# [Exercise details]
In the records below, locate the line containing "Please place a point on every instance of the wheel", then output that line and all later lines exactly, through the last one.

# [Information provided]
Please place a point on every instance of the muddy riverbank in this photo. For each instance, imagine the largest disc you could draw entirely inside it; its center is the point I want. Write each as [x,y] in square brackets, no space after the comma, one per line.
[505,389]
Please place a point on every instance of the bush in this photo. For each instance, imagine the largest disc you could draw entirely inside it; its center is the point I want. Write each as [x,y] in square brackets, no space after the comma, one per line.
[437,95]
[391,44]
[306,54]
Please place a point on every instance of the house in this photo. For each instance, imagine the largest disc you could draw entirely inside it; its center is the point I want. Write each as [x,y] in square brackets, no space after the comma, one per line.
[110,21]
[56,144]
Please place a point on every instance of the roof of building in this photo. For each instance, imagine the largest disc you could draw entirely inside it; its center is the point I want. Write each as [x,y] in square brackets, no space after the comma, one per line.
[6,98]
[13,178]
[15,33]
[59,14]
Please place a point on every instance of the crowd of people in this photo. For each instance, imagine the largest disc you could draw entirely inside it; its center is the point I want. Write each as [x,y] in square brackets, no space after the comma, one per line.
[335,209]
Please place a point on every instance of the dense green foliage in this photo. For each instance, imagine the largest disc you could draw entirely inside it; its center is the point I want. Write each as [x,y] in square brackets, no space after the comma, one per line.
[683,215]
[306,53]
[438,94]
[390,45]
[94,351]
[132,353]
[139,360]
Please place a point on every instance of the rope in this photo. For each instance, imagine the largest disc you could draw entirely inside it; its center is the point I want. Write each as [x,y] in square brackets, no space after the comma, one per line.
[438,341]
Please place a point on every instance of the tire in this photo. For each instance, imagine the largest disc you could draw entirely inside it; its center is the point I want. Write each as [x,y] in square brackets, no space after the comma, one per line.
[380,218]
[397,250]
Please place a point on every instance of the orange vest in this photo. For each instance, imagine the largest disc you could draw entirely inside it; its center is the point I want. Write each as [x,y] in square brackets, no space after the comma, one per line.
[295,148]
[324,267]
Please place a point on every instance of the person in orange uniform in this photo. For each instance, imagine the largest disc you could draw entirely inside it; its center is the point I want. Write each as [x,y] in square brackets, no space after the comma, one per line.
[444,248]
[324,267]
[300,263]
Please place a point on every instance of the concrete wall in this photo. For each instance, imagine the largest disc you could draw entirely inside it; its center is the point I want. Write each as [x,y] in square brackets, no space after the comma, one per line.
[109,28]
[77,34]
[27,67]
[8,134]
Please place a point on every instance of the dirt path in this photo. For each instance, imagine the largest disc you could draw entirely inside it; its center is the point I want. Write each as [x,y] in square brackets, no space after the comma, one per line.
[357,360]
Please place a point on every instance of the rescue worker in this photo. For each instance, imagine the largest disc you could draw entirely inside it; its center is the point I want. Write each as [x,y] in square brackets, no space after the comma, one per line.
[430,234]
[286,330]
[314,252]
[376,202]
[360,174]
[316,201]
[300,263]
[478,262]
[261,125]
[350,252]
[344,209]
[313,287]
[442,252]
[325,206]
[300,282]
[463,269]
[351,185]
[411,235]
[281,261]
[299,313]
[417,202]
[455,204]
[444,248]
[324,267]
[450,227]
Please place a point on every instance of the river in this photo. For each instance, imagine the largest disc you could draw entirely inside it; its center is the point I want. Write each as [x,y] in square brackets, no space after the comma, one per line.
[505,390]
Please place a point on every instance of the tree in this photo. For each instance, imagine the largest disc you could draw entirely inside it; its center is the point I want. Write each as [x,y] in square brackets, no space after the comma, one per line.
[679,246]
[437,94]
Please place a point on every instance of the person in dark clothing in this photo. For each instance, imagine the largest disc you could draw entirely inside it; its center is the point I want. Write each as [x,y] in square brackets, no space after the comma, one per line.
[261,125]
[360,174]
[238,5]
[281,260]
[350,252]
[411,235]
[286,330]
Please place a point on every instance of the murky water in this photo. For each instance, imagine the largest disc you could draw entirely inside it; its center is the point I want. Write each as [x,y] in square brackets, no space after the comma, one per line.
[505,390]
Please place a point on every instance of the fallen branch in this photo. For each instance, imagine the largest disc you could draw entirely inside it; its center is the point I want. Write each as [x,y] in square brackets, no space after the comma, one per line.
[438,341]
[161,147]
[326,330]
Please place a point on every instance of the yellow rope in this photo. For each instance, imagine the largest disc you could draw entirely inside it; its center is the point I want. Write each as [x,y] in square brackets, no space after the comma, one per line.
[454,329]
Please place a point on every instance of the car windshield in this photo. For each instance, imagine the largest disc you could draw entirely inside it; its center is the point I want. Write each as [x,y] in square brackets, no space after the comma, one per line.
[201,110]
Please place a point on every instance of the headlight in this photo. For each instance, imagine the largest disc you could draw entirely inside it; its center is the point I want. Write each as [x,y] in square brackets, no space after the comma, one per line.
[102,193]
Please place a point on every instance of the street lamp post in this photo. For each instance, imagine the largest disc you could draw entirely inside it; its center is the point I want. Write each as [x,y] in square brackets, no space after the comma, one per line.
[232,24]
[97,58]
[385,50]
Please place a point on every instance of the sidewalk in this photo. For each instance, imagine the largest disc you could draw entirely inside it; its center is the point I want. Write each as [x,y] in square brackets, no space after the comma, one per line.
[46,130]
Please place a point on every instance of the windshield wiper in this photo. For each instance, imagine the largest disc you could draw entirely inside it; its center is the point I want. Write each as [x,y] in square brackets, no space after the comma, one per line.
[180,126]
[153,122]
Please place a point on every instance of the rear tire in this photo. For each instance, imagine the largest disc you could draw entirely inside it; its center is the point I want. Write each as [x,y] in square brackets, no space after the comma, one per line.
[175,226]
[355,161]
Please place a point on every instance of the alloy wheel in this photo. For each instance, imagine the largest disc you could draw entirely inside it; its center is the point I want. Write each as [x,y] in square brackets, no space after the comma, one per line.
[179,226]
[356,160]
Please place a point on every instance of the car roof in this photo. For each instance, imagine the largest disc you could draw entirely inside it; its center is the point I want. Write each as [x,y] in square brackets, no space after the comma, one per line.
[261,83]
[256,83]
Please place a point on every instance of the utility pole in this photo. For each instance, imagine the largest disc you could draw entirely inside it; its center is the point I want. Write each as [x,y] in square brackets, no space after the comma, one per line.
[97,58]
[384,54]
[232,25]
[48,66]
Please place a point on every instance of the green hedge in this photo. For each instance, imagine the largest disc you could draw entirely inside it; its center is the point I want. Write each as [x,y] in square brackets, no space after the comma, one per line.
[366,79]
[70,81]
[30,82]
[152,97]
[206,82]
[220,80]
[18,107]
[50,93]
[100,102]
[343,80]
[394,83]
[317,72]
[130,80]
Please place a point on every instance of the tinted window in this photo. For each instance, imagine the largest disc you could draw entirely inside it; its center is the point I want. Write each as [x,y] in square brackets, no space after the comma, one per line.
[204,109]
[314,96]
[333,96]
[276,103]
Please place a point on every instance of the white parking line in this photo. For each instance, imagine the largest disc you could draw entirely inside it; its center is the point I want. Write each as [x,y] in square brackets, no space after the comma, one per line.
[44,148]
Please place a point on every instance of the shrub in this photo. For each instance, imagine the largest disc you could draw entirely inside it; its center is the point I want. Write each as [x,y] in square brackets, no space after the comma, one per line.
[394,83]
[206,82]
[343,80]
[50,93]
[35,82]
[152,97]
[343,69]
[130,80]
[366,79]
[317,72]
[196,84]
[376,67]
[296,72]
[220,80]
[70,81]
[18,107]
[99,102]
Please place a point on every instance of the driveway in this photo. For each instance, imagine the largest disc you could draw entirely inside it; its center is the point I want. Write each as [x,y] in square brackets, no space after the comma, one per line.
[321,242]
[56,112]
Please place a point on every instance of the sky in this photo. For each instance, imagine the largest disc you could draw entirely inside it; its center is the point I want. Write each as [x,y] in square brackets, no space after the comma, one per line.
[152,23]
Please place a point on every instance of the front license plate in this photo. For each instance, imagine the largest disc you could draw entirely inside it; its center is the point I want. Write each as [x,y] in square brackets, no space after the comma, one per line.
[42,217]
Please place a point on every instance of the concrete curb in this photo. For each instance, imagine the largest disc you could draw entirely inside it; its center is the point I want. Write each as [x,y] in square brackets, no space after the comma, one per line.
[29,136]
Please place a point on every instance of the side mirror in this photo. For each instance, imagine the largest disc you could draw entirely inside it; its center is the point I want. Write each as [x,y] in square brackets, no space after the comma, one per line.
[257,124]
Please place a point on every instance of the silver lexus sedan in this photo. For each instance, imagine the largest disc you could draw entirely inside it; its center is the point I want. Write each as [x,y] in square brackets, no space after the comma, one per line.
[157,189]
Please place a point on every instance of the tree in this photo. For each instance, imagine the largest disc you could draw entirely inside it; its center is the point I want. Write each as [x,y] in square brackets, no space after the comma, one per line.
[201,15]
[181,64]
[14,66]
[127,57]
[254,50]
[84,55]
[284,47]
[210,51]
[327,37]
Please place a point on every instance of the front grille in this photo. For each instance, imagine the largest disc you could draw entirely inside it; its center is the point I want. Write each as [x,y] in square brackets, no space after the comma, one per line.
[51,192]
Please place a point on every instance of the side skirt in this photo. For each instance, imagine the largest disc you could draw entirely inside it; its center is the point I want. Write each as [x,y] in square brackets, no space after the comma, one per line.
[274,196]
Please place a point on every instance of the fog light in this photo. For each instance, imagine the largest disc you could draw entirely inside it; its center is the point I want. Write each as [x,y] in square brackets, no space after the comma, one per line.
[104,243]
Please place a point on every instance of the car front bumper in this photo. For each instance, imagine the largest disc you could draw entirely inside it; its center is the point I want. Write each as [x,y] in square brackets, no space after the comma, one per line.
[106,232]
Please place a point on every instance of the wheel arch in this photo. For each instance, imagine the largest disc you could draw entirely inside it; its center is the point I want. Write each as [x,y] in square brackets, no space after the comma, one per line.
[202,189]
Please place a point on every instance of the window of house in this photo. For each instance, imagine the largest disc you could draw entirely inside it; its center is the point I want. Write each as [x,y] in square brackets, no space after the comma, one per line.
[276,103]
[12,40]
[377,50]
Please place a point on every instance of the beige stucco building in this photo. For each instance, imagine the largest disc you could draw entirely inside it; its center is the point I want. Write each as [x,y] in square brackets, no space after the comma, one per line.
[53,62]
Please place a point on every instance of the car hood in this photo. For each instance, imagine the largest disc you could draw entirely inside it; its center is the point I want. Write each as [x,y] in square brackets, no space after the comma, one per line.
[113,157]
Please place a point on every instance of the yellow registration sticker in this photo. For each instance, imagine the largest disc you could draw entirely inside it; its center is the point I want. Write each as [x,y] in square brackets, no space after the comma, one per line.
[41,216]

# [Output of the task]
Please place a point on every instance of the wheel arch in this photo. For each instance, imagine the largest disc you could draw entirely inside it; its center is the point I want. Write each as [x,y] in square brackets, no space after the comma, one per line.
[202,189]
Please place a point on every instance of the window of house in this photo. For each instance, imagine the largest disc you could draw entirely inside it; its center is the point I want. Write each as [x,y] in square brackets, no space after the comma, one per line.
[276,103]
[12,40]
[377,50]
Please place a point on every instance of the beige stucco building in this photo. For each instance, imagine the largest disc you could draw entirely inside it; its center is the point I want. Write each as [x,y] in square brackets, no space after the comma, one per line.
[53,62]
Please place a point on every instance of the car hood in this photo. For each instance, imagine the largest disc you could draw entirely inside it; its center is the point I want. Write each as [x,y] in square brackets, no space after the comma, one per line.
[113,157]
Please place a point on every instance of the yellow registration sticker in this photo. For each instance, imagine the largest disc you could draw entirely inside it; its center is the point I want. Write each as [x,y] in square brackets, no space after the comma, one per line.
[41,216]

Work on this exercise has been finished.